Requirement =
Scan the material for the word "flag", and copy each line where it shows up.

Material for this task =
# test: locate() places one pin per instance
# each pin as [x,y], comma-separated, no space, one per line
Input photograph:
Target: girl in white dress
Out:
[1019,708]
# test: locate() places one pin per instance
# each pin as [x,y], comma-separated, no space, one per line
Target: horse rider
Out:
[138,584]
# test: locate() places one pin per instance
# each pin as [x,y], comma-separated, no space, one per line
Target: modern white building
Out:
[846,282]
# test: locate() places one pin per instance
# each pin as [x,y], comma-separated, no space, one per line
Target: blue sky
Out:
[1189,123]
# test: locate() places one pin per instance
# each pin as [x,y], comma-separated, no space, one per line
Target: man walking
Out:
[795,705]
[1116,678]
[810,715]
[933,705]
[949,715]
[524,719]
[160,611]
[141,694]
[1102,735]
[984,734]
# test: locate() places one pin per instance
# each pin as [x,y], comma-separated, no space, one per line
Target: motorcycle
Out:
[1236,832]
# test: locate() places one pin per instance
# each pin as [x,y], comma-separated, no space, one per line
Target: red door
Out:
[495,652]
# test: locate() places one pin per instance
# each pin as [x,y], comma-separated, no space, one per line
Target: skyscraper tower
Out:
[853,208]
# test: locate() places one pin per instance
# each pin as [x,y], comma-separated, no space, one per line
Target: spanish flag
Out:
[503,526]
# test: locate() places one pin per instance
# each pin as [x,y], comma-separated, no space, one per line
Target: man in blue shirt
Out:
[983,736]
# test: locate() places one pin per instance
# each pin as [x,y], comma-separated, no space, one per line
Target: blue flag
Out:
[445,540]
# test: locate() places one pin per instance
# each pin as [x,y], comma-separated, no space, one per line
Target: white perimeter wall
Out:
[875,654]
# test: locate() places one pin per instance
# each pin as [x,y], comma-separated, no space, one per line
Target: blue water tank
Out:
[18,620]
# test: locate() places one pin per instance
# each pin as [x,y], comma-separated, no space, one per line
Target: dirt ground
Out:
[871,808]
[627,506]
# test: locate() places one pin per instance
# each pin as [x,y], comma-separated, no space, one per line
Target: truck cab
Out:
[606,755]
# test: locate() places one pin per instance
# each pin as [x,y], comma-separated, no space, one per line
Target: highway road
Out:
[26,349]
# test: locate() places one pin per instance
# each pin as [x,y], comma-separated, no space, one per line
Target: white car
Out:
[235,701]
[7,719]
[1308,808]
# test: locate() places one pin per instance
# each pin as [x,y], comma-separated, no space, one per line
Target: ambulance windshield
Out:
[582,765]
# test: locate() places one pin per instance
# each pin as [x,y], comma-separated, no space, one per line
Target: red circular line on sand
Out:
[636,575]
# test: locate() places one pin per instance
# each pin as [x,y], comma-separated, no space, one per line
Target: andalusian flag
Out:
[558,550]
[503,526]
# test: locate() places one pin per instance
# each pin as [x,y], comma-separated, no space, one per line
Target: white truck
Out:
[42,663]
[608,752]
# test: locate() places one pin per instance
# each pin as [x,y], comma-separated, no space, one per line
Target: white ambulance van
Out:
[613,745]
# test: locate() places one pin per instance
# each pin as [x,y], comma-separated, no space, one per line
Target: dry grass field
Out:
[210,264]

Written response =
Target: spanish flag
Target: blue flag
Target: andalusian flag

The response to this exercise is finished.